» **任务目标**: 能否将下面列表中的“wispy cloud”换成“thin cloud”，其余文字一律不动，再把整份列表重写一遍？答案中不要放入图片。

==== 所给列表 ====

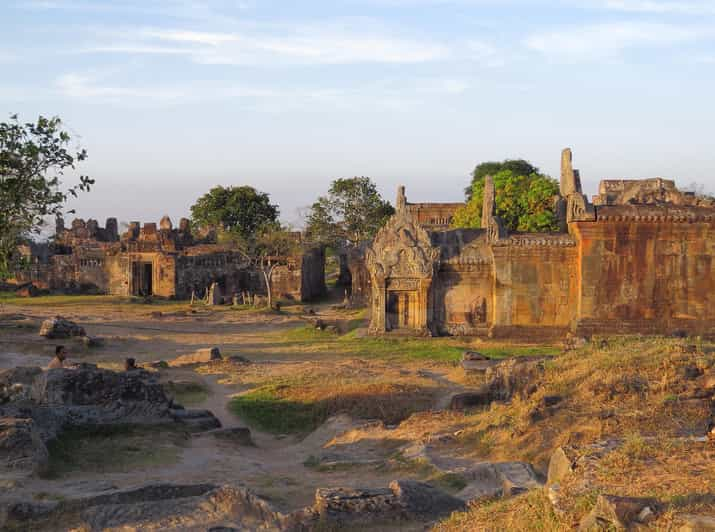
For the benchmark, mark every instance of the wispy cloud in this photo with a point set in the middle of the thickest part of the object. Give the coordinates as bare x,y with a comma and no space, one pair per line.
607,40
688,7
97,89
306,45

====

» **最终答案**:
For the benchmark, mark every instance of the thin cloud in this photo with a point set in the middle of the thickest part of the object. Give the coordinates as bare x,y with a comma and no space, one pair per line.
607,40
688,7
97,89
306,45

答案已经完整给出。